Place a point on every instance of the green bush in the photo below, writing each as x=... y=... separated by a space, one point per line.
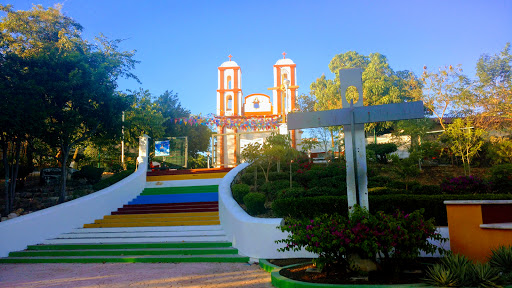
x=89 y=173
x=501 y=258
x=248 y=178
x=382 y=150
x=309 y=207
x=239 y=191
x=335 y=237
x=112 y=179
x=501 y=178
x=295 y=192
x=378 y=181
x=274 y=176
x=254 y=203
x=459 y=271
x=326 y=191
x=434 y=206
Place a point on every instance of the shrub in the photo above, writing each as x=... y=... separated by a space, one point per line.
x=295 y=192
x=335 y=237
x=501 y=178
x=501 y=258
x=382 y=150
x=239 y=191
x=309 y=207
x=326 y=191
x=90 y=173
x=254 y=203
x=378 y=181
x=112 y=180
x=464 y=185
x=458 y=271
x=274 y=176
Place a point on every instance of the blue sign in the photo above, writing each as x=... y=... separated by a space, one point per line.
x=162 y=148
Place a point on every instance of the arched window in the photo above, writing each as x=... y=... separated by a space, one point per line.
x=230 y=83
x=229 y=103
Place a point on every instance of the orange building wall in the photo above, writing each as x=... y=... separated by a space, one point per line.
x=466 y=236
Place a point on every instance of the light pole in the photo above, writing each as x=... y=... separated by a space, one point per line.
x=122 y=144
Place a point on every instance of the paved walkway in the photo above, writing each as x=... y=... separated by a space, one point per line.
x=189 y=275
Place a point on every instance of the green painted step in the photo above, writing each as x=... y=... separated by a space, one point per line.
x=180 y=190
x=123 y=252
x=130 y=246
x=136 y=259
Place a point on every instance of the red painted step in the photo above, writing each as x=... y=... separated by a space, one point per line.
x=187 y=171
x=188 y=210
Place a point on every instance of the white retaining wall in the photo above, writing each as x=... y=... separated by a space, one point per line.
x=34 y=228
x=253 y=237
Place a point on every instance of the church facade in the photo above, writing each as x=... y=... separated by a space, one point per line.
x=233 y=105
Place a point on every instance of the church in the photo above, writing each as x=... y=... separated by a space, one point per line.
x=232 y=105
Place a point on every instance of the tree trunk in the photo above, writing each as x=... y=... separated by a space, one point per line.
x=14 y=175
x=6 y=183
x=64 y=172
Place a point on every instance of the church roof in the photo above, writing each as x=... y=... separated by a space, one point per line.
x=229 y=64
x=285 y=61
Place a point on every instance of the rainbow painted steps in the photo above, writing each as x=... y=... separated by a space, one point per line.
x=170 y=221
x=166 y=206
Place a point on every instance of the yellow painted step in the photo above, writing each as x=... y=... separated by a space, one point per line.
x=185 y=177
x=170 y=223
x=131 y=216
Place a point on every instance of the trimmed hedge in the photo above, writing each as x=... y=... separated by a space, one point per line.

#### TASK PROMPT
Each entry above is to be given again exactly, and any image in it is to be dropped.

#### WRITTEN RESPONSE
Place a point on every instance of the green bush in the photo below, writing each as x=... y=... separated by a space, one point per line.
x=89 y=173
x=501 y=258
x=248 y=178
x=382 y=150
x=309 y=207
x=239 y=191
x=335 y=237
x=112 y=179
x=501 y=178
x=295 y=192
x=378 y=181
x=274 y=176
x=254 y=203
x=459 y=271
x=326 y=191
x=434 y=206
Place a point on every instance of the shrub in the photo above, writing each as x=... y=... separated by a space, one point per line.
x=295 y=192
x=335 y=237
x=501 y=178
x=501 y=258
x=382 y=150
x=239 y=191
x=309 y=207
x=326 y=191
x=90 y=173
x=254 y=203
x=378 y=181
x=112 y=180
x=464 y=185
x=458 y=271
x=274 y=176
Place a point on every instance of the blue sign in the photo above, writing each as x=... y=... separated by a space, one point per line.
x=162 y=148
Place a point on every instance of the arched window in the photo above, writing each as x=... y=... separated by a space, one point per line.
x=230 y=83
x=229 y=103
Place a point on every instance of the orange building wall in the photo above, writing each as x=... y=... separated by a space, one point per line.
x=466 y=236
Place a point on every instance of the light pole in the photo above, writing each as x=... y=... separated by a space, one point per line.
x=122 y=144
Place a point on every instance of the paved walkway in the photo above, writing each as x=... y=... separated by a space, one point per line.
x=189 y=275
Place a point on every instance of the green painted step in the photo above, writing each as x=... y=... separated by a space, one point per line.
x=180 y=190
x=123 y=252
x=130 y=246
x=136 y=259
Place a point on every instance of the red painted step in the photo above, writing each as x=... y=... separated by a space, one point per line.
x=187 y=171
x=188 y=210
Place a point on every instance of the white retaining wall in the photo above, writing each as x=... y=... separated by a space, one point per line.
x=34 y=228
x=253 y=237
Place a point on every instance of the church facade in the photo above, writing each as x=... y=... separated by a space, one point per line.
x=233 y=105
Place a point on every instance of the church in the photo above, writing each as x=... y=... separated by a space, one point per line.
x=232 y=105
Place a point on every instance of the tree trunk in the photo above, writing each as x=... y=... separated by a space, one point per line.
x=14 y=175
x=6 y=183
x=64 y=172
Place a point on every instance of the church roof in the photo above, writing each as x=... y=... separated by a space, one point per line.
x=229 y=64
x=285 y=61
Place a point on every instance of the rainbow painted steps in the photo above, writing each as x=... y=... separated by a space, one point per line.
x=170 y=221
x=166 y=206
Place a point on every instance of the yellow painted step in the photo above, writing each as x=... y=... separated by a space, one point per line.
x=185 y=177
x=170 y=223
x=131 y=216
Place a point on every instance of the trimmed hedge in the photo above, writing each as x=... y=... separated by a space, one point per line.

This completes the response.